++++ TEXT EXCERPT ++++
Autry, a notable advocate for space exploration and development, has extensive expertise in space policy, including serving on the 2016 NASA agency review team to establish the moon program's current return.

Mecum's experience from Thunderbird proved instrumental in shaping his approach to advocating for this bill. "My program focused on global empowerment and how to use your abilities and assets to make a difference. Through the master's program, I saw an opportunity that was needed in Arizona and put my skills as a government relations professional into action by drafting legislation, finding a member to sponsor the legislation, building a robust stakeholder process and the coalition of support, and negotiating changes on the bill with the legislature, governor's office and stakeholders. The key waypoints in the process from idea to law utilized many skills and techniques taught in my Thunderbird classes," he said.

Designed and taught by industry-leading faculty and experts, the EMGM-Space program is a 12-month graduate degree tailored for individuals pursuing careers in commercial spaceflight, defense, civil aerospace, AI and big data, and next-generation manufacturing, among others.
++++
### SET PROBLEM A
From the Thunderbird excerpt, quote the passage that begins at "Autry, a notable" and stops after "program's current return.".
### SET PROBLEM B
Answer these from the Thunderbird excerpt:
(i) Which review team did Autry serve on?
(ii) What profession does Mecum name as his own?
(iii) How long is the EMGM-Space program?
### SET PROBLEM C
Continue the Thunderbird excerpt from its last sentence.
++++ RECORD SET ++++
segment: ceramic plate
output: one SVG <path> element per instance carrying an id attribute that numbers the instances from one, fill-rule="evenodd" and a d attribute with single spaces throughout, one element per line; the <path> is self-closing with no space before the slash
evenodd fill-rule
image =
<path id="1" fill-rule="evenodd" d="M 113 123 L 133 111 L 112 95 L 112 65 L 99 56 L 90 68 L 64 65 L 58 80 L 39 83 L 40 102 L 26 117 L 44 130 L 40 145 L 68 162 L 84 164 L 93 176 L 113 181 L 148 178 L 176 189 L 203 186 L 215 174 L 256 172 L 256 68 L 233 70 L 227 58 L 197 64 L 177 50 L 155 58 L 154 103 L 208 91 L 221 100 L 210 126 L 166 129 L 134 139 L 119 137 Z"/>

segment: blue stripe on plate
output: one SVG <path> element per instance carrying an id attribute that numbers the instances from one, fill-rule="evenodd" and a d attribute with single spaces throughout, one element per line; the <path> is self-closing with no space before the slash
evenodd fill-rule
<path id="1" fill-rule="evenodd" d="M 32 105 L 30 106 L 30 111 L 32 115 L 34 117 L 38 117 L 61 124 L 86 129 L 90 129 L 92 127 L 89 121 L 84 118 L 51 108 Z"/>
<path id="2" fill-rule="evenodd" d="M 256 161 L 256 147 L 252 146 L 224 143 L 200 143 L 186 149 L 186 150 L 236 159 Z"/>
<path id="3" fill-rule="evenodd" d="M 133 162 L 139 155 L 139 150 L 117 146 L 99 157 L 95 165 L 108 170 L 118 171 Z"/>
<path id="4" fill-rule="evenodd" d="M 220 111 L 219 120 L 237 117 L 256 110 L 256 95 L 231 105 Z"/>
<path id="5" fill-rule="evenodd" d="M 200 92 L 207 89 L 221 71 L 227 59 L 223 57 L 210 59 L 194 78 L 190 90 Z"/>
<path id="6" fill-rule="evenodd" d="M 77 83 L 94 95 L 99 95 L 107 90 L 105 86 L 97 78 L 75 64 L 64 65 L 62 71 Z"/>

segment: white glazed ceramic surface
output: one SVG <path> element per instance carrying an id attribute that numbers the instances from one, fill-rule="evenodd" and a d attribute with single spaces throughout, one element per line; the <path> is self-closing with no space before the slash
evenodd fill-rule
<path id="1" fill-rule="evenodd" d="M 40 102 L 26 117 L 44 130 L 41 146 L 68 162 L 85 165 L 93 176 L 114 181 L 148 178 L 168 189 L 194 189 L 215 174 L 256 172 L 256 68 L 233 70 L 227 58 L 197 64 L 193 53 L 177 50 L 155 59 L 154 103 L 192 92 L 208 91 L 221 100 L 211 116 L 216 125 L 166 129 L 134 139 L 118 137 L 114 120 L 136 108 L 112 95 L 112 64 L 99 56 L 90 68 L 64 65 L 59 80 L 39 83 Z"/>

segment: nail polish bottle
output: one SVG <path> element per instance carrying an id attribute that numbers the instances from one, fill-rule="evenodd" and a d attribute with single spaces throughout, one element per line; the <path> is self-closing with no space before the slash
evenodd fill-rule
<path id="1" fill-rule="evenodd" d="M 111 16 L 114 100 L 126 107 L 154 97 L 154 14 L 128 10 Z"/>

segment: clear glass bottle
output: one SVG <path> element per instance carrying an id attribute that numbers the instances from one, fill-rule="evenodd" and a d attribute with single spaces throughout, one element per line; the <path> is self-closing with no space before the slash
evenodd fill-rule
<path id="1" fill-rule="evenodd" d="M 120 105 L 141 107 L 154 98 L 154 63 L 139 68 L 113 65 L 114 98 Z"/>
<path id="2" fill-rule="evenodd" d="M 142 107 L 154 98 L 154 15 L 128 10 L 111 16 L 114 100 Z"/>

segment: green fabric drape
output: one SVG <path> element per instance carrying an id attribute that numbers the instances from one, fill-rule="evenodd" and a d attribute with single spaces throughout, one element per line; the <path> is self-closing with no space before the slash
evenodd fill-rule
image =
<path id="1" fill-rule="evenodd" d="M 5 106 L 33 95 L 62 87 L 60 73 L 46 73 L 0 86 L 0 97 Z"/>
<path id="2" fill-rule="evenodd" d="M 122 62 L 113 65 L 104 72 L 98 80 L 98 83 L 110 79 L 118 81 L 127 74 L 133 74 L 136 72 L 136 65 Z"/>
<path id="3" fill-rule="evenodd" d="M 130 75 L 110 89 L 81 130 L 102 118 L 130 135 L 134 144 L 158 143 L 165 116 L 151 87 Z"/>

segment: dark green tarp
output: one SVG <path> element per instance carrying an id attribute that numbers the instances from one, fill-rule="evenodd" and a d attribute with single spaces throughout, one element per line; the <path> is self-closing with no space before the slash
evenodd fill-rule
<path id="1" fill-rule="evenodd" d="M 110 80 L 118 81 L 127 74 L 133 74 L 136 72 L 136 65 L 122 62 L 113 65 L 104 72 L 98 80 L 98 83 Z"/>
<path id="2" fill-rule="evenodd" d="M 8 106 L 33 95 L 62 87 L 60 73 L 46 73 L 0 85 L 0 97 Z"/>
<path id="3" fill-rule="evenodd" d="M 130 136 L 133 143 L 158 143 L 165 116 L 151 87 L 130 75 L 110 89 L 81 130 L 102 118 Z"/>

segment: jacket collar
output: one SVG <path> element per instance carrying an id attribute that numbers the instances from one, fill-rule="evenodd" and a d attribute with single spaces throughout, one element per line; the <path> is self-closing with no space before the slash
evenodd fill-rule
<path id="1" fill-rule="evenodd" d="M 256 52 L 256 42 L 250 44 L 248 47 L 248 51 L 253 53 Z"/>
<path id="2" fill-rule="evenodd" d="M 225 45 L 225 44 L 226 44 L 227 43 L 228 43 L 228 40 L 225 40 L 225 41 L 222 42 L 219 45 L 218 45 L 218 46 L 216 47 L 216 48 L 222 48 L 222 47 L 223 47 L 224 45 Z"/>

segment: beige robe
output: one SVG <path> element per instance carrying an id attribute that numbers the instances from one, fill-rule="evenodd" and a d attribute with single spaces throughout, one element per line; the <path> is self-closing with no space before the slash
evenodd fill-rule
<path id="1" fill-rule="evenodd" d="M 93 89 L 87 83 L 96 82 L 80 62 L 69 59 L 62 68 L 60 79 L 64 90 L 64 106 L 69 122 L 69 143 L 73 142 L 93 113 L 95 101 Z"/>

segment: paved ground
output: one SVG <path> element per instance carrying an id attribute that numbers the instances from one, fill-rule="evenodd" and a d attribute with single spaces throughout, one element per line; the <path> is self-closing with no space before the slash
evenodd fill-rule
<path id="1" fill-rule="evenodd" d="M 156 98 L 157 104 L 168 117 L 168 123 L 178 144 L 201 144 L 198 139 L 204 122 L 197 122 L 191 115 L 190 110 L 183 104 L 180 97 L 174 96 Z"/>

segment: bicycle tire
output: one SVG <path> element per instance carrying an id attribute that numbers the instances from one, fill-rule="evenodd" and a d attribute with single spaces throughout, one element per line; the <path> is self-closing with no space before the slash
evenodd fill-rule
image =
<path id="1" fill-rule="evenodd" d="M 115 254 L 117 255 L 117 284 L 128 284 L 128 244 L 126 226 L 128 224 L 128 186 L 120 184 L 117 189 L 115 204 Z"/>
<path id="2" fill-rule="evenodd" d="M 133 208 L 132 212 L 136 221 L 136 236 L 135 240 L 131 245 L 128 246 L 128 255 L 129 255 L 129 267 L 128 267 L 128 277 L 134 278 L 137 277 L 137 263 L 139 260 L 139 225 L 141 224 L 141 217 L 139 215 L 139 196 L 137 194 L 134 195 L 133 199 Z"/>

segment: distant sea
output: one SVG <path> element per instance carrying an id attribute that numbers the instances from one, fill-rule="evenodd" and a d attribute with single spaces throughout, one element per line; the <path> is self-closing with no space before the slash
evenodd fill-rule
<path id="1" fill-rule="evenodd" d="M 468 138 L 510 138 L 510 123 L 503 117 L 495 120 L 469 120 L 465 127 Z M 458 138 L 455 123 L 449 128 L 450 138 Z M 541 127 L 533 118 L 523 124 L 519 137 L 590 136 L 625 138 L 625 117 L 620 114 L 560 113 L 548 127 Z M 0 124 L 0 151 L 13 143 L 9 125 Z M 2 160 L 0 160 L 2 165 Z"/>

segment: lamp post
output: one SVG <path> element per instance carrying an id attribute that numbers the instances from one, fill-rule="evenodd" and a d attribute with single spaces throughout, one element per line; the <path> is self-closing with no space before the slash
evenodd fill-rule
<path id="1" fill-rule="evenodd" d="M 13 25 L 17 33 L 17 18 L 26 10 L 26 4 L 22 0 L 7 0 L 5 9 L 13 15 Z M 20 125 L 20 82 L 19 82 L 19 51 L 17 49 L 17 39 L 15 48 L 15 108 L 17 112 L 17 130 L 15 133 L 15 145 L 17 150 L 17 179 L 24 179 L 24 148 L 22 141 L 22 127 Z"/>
++++
### ANSWER A
Autry, a notable advocate for space exploration and development, has extensive expertise in space policy, including serving on the 2016 NASA agency review team to establish the moon program's current return.

### ANSWER B
(i) The 2016 NASA agency review team
(ii) Government relations professional
(iii) 12 months

### ANSWER C
"Faculty members Greg Autry and Zaheer Ali were early stakeholders in what became a very robust process in bringing together industry, government and academia to work on the bill. They were always available for strategy discussions, and I could not have asked for better mentors throughout this process," Mecum said. 

With the passage of HB2254, the Arizona Space Commission will go into effect 90 days after the regular legislative session ends. Mecum's advocacy for the Arizona Space Commission aligns with Hobbs' vision, reinforcing the state's role as a hub for innovation and collaboration; she recently praised Arizona's collaborative approach, bringing together government, industry, academia and community partners to drive the space industry forward, stating that "Arizona is open for business."